### EXERCISE
Reproduce the data verbatim from its first line through the line containing "positive clicks: (385, 295)", including both of those lines.

Stored data entries
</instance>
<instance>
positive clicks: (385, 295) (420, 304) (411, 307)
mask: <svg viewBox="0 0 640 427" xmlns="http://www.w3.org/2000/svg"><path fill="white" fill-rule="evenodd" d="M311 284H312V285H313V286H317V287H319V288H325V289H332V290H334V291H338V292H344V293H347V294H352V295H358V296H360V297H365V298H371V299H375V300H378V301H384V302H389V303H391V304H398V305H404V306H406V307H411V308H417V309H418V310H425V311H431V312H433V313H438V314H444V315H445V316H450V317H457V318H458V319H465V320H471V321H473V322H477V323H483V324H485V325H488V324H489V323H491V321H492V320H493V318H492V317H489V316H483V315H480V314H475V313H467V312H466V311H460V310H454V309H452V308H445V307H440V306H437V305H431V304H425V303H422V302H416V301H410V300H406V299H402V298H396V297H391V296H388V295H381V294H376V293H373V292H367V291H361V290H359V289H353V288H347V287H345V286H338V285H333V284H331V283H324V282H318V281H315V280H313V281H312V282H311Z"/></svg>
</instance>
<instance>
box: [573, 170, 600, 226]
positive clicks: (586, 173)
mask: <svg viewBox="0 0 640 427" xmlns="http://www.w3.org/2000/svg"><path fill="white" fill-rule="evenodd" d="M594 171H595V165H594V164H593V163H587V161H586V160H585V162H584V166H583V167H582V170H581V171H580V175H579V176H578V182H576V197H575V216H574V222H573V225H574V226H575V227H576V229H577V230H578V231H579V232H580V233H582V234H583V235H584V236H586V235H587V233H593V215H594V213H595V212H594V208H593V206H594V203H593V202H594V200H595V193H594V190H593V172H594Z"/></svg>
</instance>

### RESPONSE TO THE EXERCISE
</instance>
<instance>
positive clicks: (385, 295) (420, 304) (411, 307)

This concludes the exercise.